* Problem A
Rescale the dataset excerpt entries from the line containing "request: draw the outline of every instance of the dense" through the line containing "[[0,0],[0,122],[332,117],[331,0]]", both included, and reproduce only those lines with every coordinate in the answers multiplied by 1.65 and rounded to whole numbers, halves up. Leave the requests and their format samples unchanged.

begin Page

Christopher identifies the qualities of writing that he characterizes as “atavistic” scholarship.  My argument would be that certain styles of writing are more apt to risk atavism than others in much the way he describes, but that atavism itself can be traced to no single work.  It is part of the insidiousness of historiographic atavism that no individual can be held responsible for it.

The lack of accountability is related to the technique of “perspective layering” that I mentioned briefly in my post on the “Rashomon posture”.  If new perspectives are added onto present ones, the new perspectives do not necessarily provide a “corrective” to previous perspectives.  They can displace them.  It is only through either the maintenance or consolidation of perspectives that allows perspective layering to be a constructive rather than an atavistic practice.  It requires what Christopher calls a “court of understanding”.

Courts of understanding, and thus perspective layering, operate most fruitfully at the level of localized historiography.  Within a localized historiography, a small set of scholars is familiar with specific sets of tightly interwoven details both about the historiography and the history being studied, which serve to filter new writing and new interpretations of the historical record, and to incorporate them into the set’s debate in judicious ways so that no previous understanding is lost.

Even contributions to localized historiographies that commit gross errors, that neglect prior historiography, that do not identify their significance with respect to the subject matter, or that offer untenable radical interpretations of the record can still have a progressive effect, and have, at worst, a null effect, because they are always judged within the court of understanding.  (Of course, it is also true that such works will have a more difficult time reaching press given the existence of informed referees within the court.)

For example, Galileo scholars can successfully layer, say, Stillman Drake’s account of Galileo’s intellectual output with Mario Biagioli’s account of Galileo’s political maneuverings (to pick up on last week’s hump day history post), along with all the rest of the mountain of Galileo scholarship, and derive a rich-if-unsynthesized (“coherent-if-complex”) picture of Galileo’s activities.  This is possible, because to work in the Galileo Industry requires not only bibliographical nimbleness, but a detailed understanding of the chronology of Galileo’s life, the content of his works, and the life and works of the people he knew and knew of.

The richness of localized historiographies can make attempting a definitive synthesis into a clumsy, if still practicable, project.  In such circumstances, maintaining a series of layered perspectives may be preferable to attempting such a synthesis.  Although, regularly producing reasonably sophisticated syntheses for non-specialist professionals should be considered an obligation of a localized historiography.

Some questions:

  1. Does increased sophistication through layering perspectives at the local level cloak historiographic atavism at the non-local level?  Does success within one’s own locality of research breed complacency concerning the state of knowledge at the profession-wide level?

end Page

* Problem B
Answer these questions from the passage on historiographic atavism:
(i) What does the passage say Christopher calls the thing that perspective layering requires?
(ii) At what level do courts of understanding operate most fruitfully?
(iii) Whose account of Galileo's political maneuverings can be layered with Stillman Drake's account of Galileo's intellectual output?

begin Records provided

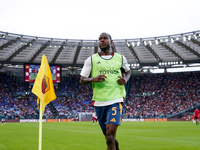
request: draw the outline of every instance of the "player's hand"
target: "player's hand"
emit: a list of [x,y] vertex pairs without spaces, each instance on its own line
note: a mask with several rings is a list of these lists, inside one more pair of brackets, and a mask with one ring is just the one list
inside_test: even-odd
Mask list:
[[119,85],[124,85],[124,84],[126,84],[126,78],[124,78],[124,77],[120,77],[120,76],[118,76],[118,80],[117,80],[117,82],[118,82],[118,84]]
[[98,75],[98,76],[92,78],[92,82],[104,82],[106,78],[107,77],[105,76],[105,74]]

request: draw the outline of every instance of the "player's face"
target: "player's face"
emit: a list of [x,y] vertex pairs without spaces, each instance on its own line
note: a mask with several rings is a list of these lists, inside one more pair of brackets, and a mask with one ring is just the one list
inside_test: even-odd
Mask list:
[[99,36],[99,47],[101,50],[109,50],[110,44],[112,44],[112,40],[110,40],[110,37],[108,34],[101,34]]

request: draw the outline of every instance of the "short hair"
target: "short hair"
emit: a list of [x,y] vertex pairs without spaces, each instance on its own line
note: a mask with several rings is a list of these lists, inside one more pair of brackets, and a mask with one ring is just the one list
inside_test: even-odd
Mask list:
[[102,35],[102,34],[107,34],[107,35],[109,36],[110,40],[112,40],[112,37],[111,37],[110,34],[108,34],[108,33],[106,33],[106,32],[103,32],[103,33],[101,33],[100,35]]

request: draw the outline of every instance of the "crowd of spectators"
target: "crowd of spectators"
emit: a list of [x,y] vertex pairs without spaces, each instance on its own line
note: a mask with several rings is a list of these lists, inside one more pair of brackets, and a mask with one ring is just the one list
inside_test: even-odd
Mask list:
[[[131,76],[130,92],[124,104],[124,118],[166,118],[200,104],[200,72],[139,74]],[[79,84],[79,75],[63,78],[57,98],[47,105],[44,118],[71,119],[80,112],[93,112],[91,84]],[[6,119],[37,119],[36,97],[18,86],[12,77],[0,73],[0,115]],[[28,91],[29,90],[29,91]],[[28,93],[30,94],[27,94]],[[16,92],[26,93],[17,95]],[[1,117],[0,116],[0,117]]]
[[[126,118],[166,118],[200,104],[200,72],[132,76]],[[135,86],[135,87],[134,87]]]

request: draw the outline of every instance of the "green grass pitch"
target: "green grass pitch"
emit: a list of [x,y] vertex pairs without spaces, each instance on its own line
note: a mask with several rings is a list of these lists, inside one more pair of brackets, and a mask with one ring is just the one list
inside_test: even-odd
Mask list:
[[[45,122],[42,150],[106,150],[98,124]],[[38,150],[39,123],[0,126],[0,150]],[[117,139],[120,150],[197,150],[200,125],[191,121],[122,122]]]

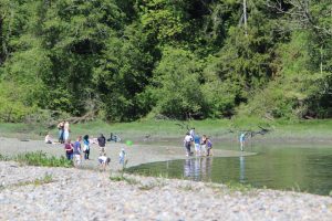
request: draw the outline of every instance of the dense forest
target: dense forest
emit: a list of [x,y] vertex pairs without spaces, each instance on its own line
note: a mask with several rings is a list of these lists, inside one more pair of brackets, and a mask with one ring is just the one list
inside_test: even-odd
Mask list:
[[0,0],[0,122],[332,117],[331,0]]

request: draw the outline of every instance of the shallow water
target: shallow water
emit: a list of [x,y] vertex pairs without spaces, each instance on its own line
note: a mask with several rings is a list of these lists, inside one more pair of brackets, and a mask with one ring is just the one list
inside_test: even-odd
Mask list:
[[[235,149],[235,147],[222,147]],[[255,156],[203,157],[145,164],[129,172],[197,181],[240,182],[257,188],[329,194],[332,190],[332,148],[322,146],[249,147]]]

end Records provided

* Response A
request: draw the outline of every instance of the dense forest
target: dense forest
emit: a list of [x,y] vertex pairs without spaces, each instance on its own line
note: a mask with several rings is a list of these lists, inside one more pair of brackets, and a mask with one ring is just the one list
inside_test: even-odd
Mask list:
[[0,0],[0,201],[548,193],[546,0]]

* Response B
(i) A "court of understanding."
(ii) At the level of localized historiography.
(iii) Mario Biagioli's.